What is needed: Please update the records below by changing "person standing in water" to "person wading" and keeping everything else the same. Leave the pictures out of your answer.

——

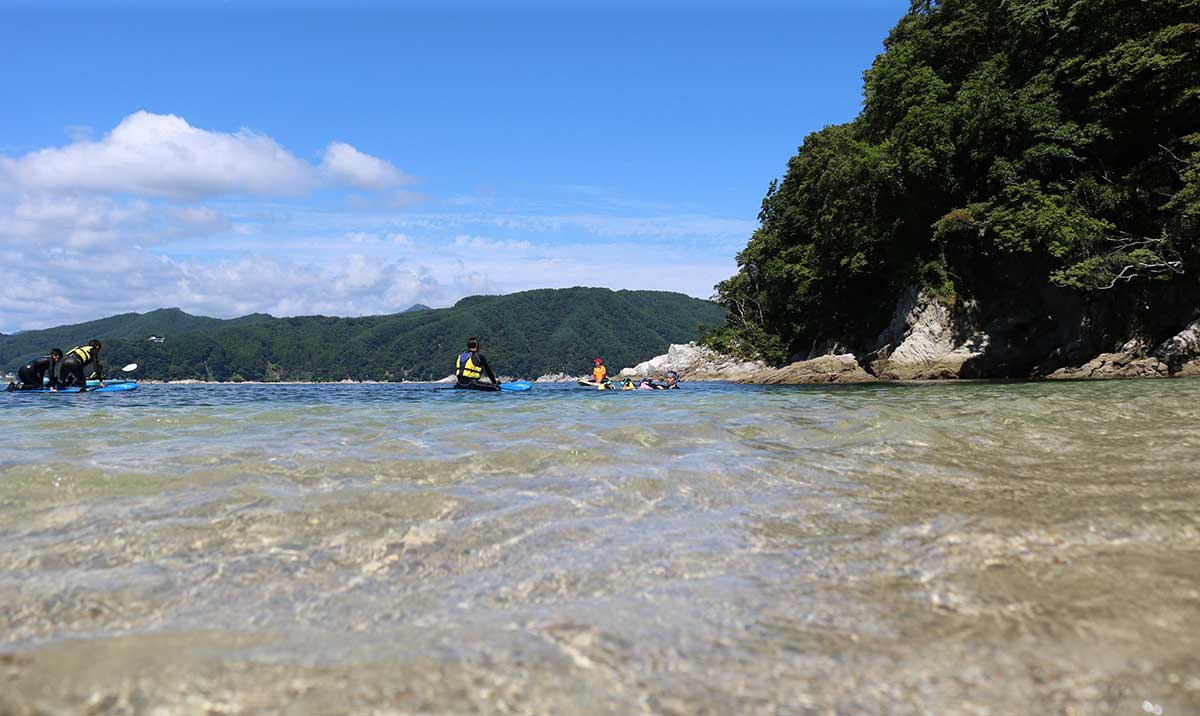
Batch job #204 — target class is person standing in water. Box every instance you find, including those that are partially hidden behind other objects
[8,348,62,390]
[592,359,608,383]
[454,338,500,390]
[59,338,104,390]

——

Correct answer:
Batch job #204 — target class is person wading. Box every instance you find, including those that are partially hidden behind other objects
[8,348,62,390]
[592,359,608,383]
[454,338,500,390]
[59,338,104,390]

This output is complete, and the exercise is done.